* [WHAT NEEDS TO BE DONE]
Please rewrite the rows below as a two-column CSV with the headers text and answer, giving one line per row. Put each field in double quotes and replace any line breaks inside a field with spaces.

Point annotation rows:

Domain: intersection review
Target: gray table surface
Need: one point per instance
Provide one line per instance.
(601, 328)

* [CORRECT RESPONSE]
text,answer
"Domain: intersection review Target: gray table surface Need: one point per instance Provide one line per instance.","(601, 328)"